The Centers for Medicare and Medicaid Services has proposed cutting reimbursements to home health providers by 2.2% in fiscal 2024 in a draft regulation published Friday.
The proposed rate change is the product of a 3% market basket update, a minus 5.1% adjustment related to the Patient-Driven Groupings Model and other factors.
CMS introduced the Patient-Driven Groupings Model in 2020 as a means to reduce unnecessary care by instead pegging reimbursements to patient characteristics. The agency built an assumption that providers would respond by upcoding claims and incorporated a downward reimbursement adjustment to compensate, although by law the payment model must be budget neutral compared with the old system.
The agency badly miscalculated both how providers would adapt to the revised reimbursement system and how it determined budget neutrality, which threatens the viability of home health providers, an industry trade group said.
“Overall spending on Medicare home health is down, fewer patients are receiving care, patient referrals are being rejected because providers cannot afford to provide the care needed within the payment rates, and providers have closed their doors or restricted service territory to reduce care costs. If the rate was truly budget neutral, we would not see these actions occurring,” National Association for Home Care and Hospice President William Dombi said in a statement. “The fatally flawed budget neutrality methodology that CMS continues to insist on applying will have a direct and permanent effect on access to care.”
Partnership for Quality Home Healthcare CEO Joanne Cunningham said she fears the cuts would cost the industry close to $18 billion over the next decade. “The home health provider community is gravely concerned that CMS’s proposed actions for 2024 will only continue to degrade beneficiary access to home healthcare services,” she said in a statement.
CMS also proposes modifications to the home health value-based purchasing program by replacing five current metrics with a claims-based discharge measure, an outcome and improvement discharge function score and a within-stay measure for potentially preventable hospitalizations. These changes would take effect in 2025 and CMS projects they would save $3.38 billion through 2027.
The agency will accept comments on the home health prospective payment system proposed rule through Aug. 29.

> [Supplied entries]
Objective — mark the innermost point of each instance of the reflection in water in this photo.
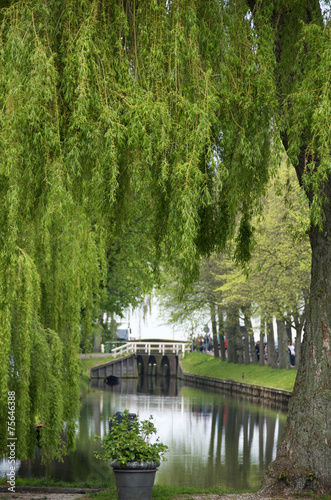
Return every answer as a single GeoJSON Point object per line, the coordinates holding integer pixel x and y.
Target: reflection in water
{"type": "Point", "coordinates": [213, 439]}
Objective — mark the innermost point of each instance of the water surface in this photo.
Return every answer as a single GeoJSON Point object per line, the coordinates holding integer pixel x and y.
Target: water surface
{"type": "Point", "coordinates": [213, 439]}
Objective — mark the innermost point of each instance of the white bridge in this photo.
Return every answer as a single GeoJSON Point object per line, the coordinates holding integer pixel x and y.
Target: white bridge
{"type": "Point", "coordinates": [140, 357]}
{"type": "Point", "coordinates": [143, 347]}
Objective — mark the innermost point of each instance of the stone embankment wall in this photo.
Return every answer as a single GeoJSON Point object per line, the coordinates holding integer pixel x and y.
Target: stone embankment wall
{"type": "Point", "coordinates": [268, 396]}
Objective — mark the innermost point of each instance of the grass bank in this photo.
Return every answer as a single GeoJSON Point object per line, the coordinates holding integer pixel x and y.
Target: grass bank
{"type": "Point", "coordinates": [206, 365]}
* * *
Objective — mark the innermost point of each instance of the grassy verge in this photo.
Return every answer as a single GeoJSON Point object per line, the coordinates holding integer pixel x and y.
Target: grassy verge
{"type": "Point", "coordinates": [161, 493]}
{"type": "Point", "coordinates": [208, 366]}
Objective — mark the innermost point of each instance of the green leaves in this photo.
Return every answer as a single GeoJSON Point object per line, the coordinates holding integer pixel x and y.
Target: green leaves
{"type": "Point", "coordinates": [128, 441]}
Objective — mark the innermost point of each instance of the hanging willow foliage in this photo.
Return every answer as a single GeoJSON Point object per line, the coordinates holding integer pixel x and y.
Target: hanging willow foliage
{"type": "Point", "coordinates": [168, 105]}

> [Task goal]
In the article on Medicare home health payments, by what percentage does the CMS draft regulation propose to cut reimbursements to home health providers in fiscal 2024? The rows were taken from a source separate from the article.

> [Answer to this problem]
2.2%